» Exercise goal
Copy the lines of the data word for word, starting at the line containing "Where can you spot the hanging" and ending at the line containing "[[170, 46], [62, 31], [129, 3], [181, 14]]".

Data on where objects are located
==*==

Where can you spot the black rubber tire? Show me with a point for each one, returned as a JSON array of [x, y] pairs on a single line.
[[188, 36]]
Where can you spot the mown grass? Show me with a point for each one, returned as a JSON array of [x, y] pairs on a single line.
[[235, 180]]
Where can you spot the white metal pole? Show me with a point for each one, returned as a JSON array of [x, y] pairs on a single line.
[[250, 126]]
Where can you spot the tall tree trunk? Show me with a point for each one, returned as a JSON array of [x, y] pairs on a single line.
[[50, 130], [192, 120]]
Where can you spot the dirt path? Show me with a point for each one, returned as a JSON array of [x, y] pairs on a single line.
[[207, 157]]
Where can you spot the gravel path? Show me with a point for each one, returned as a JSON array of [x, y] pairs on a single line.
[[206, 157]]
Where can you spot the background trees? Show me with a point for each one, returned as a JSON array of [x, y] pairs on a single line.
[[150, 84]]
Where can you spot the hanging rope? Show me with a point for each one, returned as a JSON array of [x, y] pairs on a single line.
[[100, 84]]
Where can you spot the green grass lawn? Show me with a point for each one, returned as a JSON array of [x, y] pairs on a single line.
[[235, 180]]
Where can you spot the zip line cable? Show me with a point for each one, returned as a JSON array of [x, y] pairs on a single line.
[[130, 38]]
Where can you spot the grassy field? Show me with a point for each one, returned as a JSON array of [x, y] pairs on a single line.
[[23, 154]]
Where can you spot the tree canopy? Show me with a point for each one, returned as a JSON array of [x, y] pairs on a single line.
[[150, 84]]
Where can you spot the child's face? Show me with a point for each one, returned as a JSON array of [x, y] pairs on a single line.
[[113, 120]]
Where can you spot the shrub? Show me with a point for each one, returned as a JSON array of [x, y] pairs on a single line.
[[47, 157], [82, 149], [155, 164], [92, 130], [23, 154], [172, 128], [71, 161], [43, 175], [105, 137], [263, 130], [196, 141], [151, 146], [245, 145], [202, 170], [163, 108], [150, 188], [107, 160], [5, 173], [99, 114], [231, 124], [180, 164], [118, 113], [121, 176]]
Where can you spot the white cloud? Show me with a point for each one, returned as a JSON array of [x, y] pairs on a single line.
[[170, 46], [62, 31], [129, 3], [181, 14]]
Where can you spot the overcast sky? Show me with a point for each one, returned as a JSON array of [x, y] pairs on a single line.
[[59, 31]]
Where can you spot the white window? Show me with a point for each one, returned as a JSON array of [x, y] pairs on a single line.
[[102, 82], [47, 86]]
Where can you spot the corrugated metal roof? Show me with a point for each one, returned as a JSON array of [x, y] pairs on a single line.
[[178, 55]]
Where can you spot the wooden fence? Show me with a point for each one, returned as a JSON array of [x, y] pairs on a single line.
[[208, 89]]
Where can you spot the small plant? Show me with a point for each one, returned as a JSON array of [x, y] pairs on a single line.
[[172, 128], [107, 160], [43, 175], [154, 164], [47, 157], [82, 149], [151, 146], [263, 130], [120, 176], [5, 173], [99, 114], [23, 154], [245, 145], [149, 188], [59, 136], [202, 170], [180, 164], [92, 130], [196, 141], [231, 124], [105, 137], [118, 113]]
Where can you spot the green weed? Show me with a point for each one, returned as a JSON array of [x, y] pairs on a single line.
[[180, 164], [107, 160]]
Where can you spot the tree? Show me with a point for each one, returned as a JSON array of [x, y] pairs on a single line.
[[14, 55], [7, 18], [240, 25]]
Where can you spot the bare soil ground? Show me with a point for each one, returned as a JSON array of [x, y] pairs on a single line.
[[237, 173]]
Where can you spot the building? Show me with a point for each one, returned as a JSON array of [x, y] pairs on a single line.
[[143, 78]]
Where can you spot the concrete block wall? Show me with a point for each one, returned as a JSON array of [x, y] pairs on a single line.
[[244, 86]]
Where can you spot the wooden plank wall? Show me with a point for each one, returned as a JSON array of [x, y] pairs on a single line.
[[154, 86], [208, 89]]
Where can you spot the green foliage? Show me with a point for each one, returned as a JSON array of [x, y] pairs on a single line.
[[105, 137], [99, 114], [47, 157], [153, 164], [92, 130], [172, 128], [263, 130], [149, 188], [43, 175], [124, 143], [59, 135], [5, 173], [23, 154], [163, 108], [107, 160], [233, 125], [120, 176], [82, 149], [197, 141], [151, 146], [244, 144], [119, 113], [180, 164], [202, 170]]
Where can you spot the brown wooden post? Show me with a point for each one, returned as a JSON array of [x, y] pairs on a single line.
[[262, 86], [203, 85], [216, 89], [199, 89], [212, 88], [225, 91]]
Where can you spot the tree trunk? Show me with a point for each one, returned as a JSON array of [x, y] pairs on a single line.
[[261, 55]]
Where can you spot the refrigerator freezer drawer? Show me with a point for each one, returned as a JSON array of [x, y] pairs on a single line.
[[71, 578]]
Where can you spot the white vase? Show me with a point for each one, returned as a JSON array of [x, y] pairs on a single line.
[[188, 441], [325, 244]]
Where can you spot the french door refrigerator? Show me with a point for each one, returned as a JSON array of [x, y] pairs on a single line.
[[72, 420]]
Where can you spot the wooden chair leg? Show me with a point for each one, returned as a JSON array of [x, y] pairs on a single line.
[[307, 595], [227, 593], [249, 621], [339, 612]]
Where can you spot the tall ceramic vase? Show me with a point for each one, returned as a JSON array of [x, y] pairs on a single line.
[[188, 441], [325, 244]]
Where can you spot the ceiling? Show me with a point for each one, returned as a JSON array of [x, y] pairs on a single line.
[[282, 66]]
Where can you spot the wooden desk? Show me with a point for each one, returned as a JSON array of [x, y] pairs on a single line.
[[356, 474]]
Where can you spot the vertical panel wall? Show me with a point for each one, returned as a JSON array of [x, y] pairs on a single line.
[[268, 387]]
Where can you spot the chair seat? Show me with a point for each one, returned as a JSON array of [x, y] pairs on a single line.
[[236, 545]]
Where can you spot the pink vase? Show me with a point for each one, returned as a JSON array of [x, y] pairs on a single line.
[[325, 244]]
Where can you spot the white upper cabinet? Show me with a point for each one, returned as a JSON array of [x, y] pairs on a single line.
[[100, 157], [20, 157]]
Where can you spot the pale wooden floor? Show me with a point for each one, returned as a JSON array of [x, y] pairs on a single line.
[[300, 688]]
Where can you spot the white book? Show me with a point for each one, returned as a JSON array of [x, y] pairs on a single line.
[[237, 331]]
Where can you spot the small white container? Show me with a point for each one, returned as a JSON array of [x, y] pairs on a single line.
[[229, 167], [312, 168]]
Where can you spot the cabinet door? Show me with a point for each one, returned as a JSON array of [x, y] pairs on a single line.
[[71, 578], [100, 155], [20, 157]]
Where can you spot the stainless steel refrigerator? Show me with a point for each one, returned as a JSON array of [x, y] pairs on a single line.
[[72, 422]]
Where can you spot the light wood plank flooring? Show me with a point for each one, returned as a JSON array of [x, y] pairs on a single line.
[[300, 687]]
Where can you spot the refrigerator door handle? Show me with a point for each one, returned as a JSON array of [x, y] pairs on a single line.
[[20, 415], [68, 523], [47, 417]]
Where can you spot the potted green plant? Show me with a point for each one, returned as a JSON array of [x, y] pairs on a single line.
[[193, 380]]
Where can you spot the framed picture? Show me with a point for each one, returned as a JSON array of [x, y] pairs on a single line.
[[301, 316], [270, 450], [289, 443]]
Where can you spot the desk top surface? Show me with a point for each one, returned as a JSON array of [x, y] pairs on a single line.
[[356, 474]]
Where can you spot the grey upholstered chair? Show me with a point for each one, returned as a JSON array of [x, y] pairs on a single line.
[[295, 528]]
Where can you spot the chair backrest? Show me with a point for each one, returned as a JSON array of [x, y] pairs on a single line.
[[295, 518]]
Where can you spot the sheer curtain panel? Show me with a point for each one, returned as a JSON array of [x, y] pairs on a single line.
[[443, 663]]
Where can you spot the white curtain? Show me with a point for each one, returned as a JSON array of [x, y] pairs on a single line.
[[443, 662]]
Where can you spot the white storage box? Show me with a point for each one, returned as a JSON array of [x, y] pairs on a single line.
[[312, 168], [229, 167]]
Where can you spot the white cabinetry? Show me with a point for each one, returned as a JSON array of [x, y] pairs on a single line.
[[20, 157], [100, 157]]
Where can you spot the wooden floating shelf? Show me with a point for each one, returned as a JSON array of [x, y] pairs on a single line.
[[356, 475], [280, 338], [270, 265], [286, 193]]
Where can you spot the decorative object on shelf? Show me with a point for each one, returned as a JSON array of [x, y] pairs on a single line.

==*==

» Answer to this problem
Where can you spot the hanging rope? Show me with a point for each one, returned as a JSON array of [x, y] pairs on a single line.
[[100, 84]]
Where can you spot the green grass lawn? Show me with a point for each one, returned as a JSON array of [x, y] pairs on a single line.
[[235, 180]]
Where can you spot the zip line cable? Show me with a point for each one, returned as a JSON array of [x, y] pairs on a single line.
[[130, 38]]
Where can you spot the grassy field? Show me with a point for each one, returned as a JSON array of [x, y] pairs on a single line.
[[23, 154]]
Where can you spot the tree canopy? Show me with a point for each one, returned as a JSON array of [x, y] pairs on a single line.
[[150, 84]]
Where can you spot the child's face? Show me with a point for each one, returned as a JSON array of [x, y] pairs on a single line.
[[113, 120]]
Where can you spot the shrub? Show me with a point for each one, returned as a JSON array of [x, y] pairs on a single line.
[[47, 157], [82, 149], [155, 164], [92, 130], [23, 154], [172, 128], [71, 161], [43, 175], [105, 137], [263, 130], [196, 141], [151, 146], [245, 145], [202, 170], [163, 108], [150, 188], [107, 160], [5, 173], [99, 114], [231, 124], [180, 164], [118, 113], [121, 176]]
Where can you spot the white cloud? Show me with a point for each one, returned as a JSON array of [x, y] pairs on a single line.
[[170, 46], [62, 31], [129, 3], [181, 14]]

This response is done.